[Items listed in a dataset]
- - - -
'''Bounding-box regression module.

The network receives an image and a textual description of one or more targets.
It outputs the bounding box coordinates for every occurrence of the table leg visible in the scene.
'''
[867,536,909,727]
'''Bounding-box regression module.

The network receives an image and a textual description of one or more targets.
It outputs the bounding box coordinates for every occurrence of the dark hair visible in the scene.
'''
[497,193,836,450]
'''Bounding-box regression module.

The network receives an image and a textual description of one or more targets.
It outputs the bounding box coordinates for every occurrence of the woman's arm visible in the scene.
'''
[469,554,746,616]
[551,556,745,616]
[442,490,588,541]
- - - -
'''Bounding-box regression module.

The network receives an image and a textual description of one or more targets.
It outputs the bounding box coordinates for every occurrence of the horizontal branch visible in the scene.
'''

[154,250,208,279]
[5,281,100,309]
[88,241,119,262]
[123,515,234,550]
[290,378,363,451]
- - - -
Gather and copy every line of the material above that contains the word "visible". Case counts.

Task solution
It outputs the bounding box coordinates for every occurrence of the table leg visible in the scene.
It outputs the bounding box coordinates for every occurrence of the dark hair visible in the scene.
It outputs the bounding box coordinates for every occurrence of the woman's arm visible in the scene.
It outputs the bounding box coordinates for every occurrence of the horizontal branch visible in the scene.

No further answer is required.